# [REQUIRED ACTION]
Restate the listing that follows word for word, without its pictures.

+ + + + + + +

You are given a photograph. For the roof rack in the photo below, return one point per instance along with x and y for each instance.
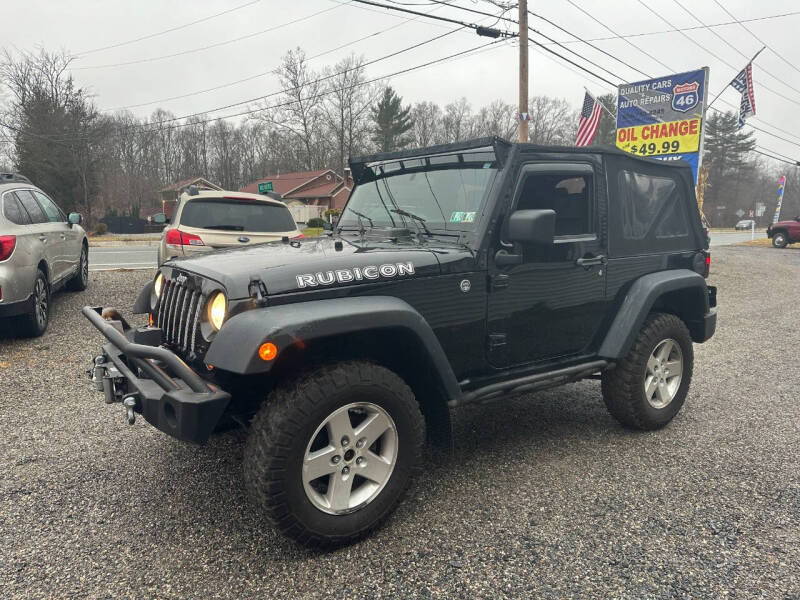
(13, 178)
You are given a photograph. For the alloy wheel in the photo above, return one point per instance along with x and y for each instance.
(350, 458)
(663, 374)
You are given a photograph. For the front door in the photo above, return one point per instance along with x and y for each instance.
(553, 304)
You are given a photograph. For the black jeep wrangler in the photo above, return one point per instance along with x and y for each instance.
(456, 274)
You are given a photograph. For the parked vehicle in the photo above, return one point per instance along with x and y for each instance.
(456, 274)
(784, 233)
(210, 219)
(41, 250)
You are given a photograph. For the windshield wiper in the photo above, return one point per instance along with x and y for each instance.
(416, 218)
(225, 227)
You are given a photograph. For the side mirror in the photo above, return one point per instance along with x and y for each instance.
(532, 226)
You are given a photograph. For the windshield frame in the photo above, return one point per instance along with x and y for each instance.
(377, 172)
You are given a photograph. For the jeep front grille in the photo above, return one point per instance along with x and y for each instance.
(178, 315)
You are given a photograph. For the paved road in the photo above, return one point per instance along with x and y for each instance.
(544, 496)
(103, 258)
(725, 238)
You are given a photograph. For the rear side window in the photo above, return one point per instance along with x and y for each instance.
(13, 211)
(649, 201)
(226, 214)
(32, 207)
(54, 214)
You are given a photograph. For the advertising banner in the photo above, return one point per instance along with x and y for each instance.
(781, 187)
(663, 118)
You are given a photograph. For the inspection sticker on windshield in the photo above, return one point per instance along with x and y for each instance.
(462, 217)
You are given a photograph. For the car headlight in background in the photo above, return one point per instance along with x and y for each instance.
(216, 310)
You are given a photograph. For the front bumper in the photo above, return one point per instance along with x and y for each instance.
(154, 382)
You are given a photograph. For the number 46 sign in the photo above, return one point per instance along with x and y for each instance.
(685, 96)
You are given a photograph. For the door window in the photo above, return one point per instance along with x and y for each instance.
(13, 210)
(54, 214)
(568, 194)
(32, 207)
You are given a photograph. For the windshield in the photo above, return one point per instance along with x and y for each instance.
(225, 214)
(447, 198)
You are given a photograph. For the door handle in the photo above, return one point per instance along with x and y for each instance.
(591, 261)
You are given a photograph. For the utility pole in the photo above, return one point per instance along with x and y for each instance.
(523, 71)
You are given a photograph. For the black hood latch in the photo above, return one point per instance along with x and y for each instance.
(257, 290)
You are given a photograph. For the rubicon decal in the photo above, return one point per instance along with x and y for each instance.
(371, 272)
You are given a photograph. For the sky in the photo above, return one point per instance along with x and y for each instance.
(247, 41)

+ + + + + + +

# [TASK SOLUTION]
You are given a photograph. For the roof rack in the photo below, return one point per instance along with x and y for each instance.
(13, 178)
You are given a photograph. For the alloy wheel in the photo above, return one point per instance along with x and y for each instance.
(350, 458)
(663, 374)
You are given a photograph. For the front door in the photo above, return one point per instance along with x and y for each instance.
(553, 304)
You are given a photograph. For the black jeep wrangler in the photo above, return one point per instance along with x and y for each instance.
(456, 274)
You are given a photograph. For the parked vehicle in the photo above, return one point per instance along with x and y for each instance.
(456, 274)
(784, 233)
(210, 219)
(41, 250)
You are given a photograph. For the windshield wiper in the photo above, return one point per instance along with x and y for each instance.
(416, 218)
(225, 227)
You are given a photograph. For the side mirror in the photo above, return one point per instance along with x and y for each instance.
(532, 226)
You are given a photograph. For the windshield frame in the photo above, return one point per instance along with x and y for each instance.
(377, 172)
You are given a photograph. For the jeep front grille in the photo above, return one point per instance along with x and y for each instance.
(178, 315)
You are given a photograph. For the paved road in the photo above, return one point per instance along with x and y for each instance.
(544, 496)
(103, 258)
(725, 238)
You are given a photograph. For the rear side window in the photo above, return one point per instance along with x and y for each instance.
(13, 211)
(649, 201)
(226, 214)
(32, 207)
(54, 214)
You are given a photograph. For the advertising banner in the photo above, return one point per instance along with x and y for each instance.
(781, 187)
(663, 118)
You are given a photograph. For the inspection sticker on windshield in the photo above, return one point per instance along with x and y for each instance.
(462, 217)
You are given a photograph. For the car headlight in background in the photo above, return one point per instance along with x and y for each instance.
(216, 310)
You are given a photograph. For the front bumper in the photo above, return one point per instance along with x and y for each instance.
(154, 382)
You are given a photograph. For the number 46 sign in the photo above, return one point per instance along with x and y for each instance.
(685, 96)
You are given a photograph. For the door window in the photo above, return one point per instance along with x and y for each instance.
(13, 210)
(54, 214)
(568, 194)
(32, 207)
You are given a photograph. For the windshield in the photo above, return one point per instance along with x and y for each instance.
(225, 214)
(447, 198)
You are given a photograph. For the door handle in the photo above, return one point per instance along with x and y for each instance.
(591, 261)
You are given a photograph. For the utility pole in the photo above, return one point per instance along with x and y for each instance.
(523, 71)
You are given a photograph. For the black hood latch in the photo above, return one point per instance along with x and y for each instance.
(257, 290)
You are given a photograph. For the rubicon decal in the photo above, return one point per instance along with x and y for each instance.
(371, 272)
You are given a photograph. For the sky in the photo above, return one point per instance along with x and y for each instance.
(247, 41)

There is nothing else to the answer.